▸ Суть задания
Что, согласно иудео-христианской традиции, представляет собой всемогущество по отношению к Богу-Отцу, как сказано в отрывке о философии Гегеля?

▸ Фрагмент текста

╭──

Логика у Гегеля определяет не только форму, но и содержание мышления:
"Логические мысли... представляют собою в-себе и для-себя-сущее
основание всего".

Гегель отвергает позицию Канта, настаивавшего на том, что бытие не
сводимо к логике, и различавшего логическое основание и реальную
причину. Как и вся метафизика средних веков и XVII-XVIII столетий, Кант,
по Гегелю, допускает лишь конечное, рассудочное мышление: определения
мысли в качестве субъективных противостоят у него бытию, выступающему
как "вещь в себе". "Мышление прежней метафизики было конечным, ибо она
двигалась в таких определениях мысли, предел которых признавался ею
чем-то незыблемым... Так, например, задавали вопрос: обладает ли Бог
существованием? И существование рассматривалось при этом как нечто чисто
положительное, как нечто последнее и превосходное. Но... существование
отнюдь не есть нечто лишь положительное, а составляет определение,
которое слишком низко для идеи и недостойно Бога".

При спекулятивном, или разумном, в отличие от рассудочного, мышлении
предмет, по Гегелю, сам развертывает свои определения, что возможно
только при условии тождества человеческого разума божественному. Таким
образом, истинное философское познание мыслится Гегелем как самопознание
Бога. Способом достижения божественного познания становится диалектика,
которая, как мы уже знаем, базируется на совпадении противоположностей,
имея противоречие своим движущим принципом. Интересно замечание Гегеля о
том, что принцип диалектики "соответствует представлению о могуществе
Божием. Мы говорим, что все вещи (т.е. все конечное как таковое)
предстают перед судом, и мы, следовательно, видим в диалектике всеобщую
неодолимую власть, перед которой ничто не может устоять... Определение
могущества не исчерпывает, разумеется, глубины божественной сущности,
понятия Бога, но оно, несомненно, составляет существенный момент во
всяком религиозном сознании".

Это замечание удивительно точно передает пафос гегелевской философии и
дух нового времени, проникнутый убеждением в человеческом всемогуществе.
Согласно иудео-христианской традиции, всемогущество есть первейшее
определение Бога-Отца: именно Своим всемогуществом Он творит мир из
ничего и сохраняет сотворенное в его бытии. Лишь божественному
всемогуществу дано творить чудеса, самое первое из которых - создание
самого мира; лишь всемогущий Творец может вносить такие изменения в
жизнь природы и ход истории, которые не только не под силу человеку, но
и непостижимы для конечного мышления и открываются лишь вере. Эти-то
прерогативы бесконечного Божественного Существа переданы Гегелем
диалектике: тот, кто вслед за Гегелем овладевает этим искусством,
приобретает тем самым божественный дар творения и соответственно власть
над сотворенным. Владеющий диалектикой, подобно алхимику, открывшему,
наконец, философский камень, сам становится всемогущим Богом. Но
всемогущество диалектики есть всемогущество отрицания, - этим оно
отличается от подлинного творения, которое всегда есть утверждение. Что
же касается творимых всемогущей диалектикой чудес, то образцы их, подчас
софистического свойства, нередко встречаются на страницах гегелевской
"Логики".

╰──

▸ Записи
╭──

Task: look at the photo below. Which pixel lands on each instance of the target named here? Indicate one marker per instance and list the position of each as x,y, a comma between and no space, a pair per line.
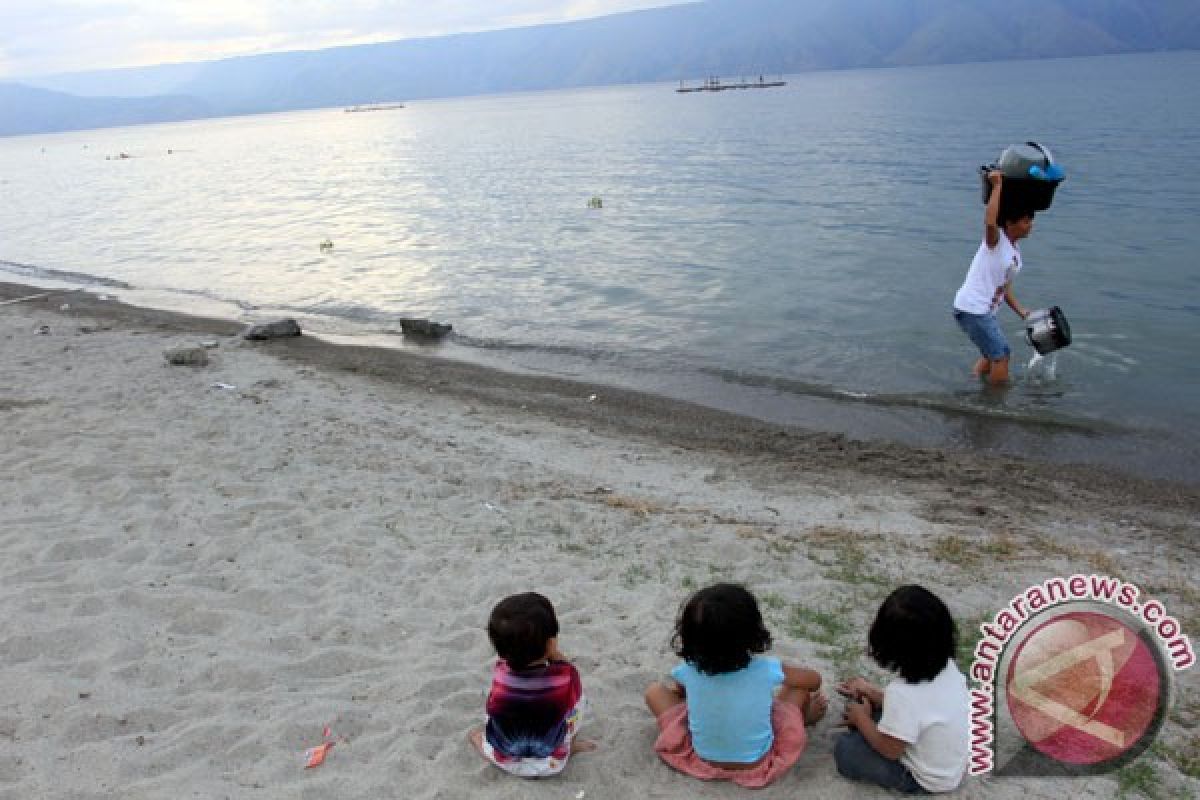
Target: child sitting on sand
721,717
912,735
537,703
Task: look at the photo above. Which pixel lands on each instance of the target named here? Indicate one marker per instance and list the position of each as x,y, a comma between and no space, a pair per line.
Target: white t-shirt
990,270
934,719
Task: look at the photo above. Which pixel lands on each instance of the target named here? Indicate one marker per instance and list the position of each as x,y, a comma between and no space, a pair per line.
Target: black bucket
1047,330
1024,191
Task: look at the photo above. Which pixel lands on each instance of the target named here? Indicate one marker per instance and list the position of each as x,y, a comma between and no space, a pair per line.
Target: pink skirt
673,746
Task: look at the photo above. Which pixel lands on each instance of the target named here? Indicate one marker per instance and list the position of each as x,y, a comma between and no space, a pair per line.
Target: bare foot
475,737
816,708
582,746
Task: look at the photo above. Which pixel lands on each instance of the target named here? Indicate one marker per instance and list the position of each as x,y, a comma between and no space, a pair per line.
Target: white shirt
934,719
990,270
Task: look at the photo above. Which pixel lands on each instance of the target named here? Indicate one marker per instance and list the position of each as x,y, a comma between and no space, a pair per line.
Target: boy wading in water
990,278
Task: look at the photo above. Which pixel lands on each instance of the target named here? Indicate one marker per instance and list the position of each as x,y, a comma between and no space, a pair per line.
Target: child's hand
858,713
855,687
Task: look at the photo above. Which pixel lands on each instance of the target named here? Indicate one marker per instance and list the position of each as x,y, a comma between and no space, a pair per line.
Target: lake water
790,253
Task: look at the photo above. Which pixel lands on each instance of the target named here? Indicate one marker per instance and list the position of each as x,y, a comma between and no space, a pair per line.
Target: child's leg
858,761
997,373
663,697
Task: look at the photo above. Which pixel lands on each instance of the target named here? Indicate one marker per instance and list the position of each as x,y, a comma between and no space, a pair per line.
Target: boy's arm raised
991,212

╰──

▸ Ответ
Всемогущество есть первейшее определение Бога-Отца.